_What the task asks_. In the records below, find the line that contains "target | concrete ceiling" and the line that contains "target | door frame". Set down exactly those lines and every line between them, and nothing more.

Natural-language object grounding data
[Start of section]

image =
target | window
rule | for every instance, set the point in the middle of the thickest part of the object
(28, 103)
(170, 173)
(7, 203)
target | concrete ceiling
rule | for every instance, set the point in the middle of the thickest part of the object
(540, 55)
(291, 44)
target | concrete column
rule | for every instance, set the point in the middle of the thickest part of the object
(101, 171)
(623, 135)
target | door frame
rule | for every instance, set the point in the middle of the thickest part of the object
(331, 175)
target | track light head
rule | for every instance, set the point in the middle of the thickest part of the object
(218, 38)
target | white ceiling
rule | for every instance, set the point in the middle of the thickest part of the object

[End of section]
[Start of section]

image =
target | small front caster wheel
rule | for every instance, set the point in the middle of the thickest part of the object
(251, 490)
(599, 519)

[End of section]

_Expected output_.
target | concrete ceiling
rule | for every instance, set the point in the middle of the thickest part of the object
(540, 55)
(291, 44)
target | concrete column
rule | for every instance, set the point in the middle of the thickest part of the object
(101, 171)
(623, 135)
target | door frame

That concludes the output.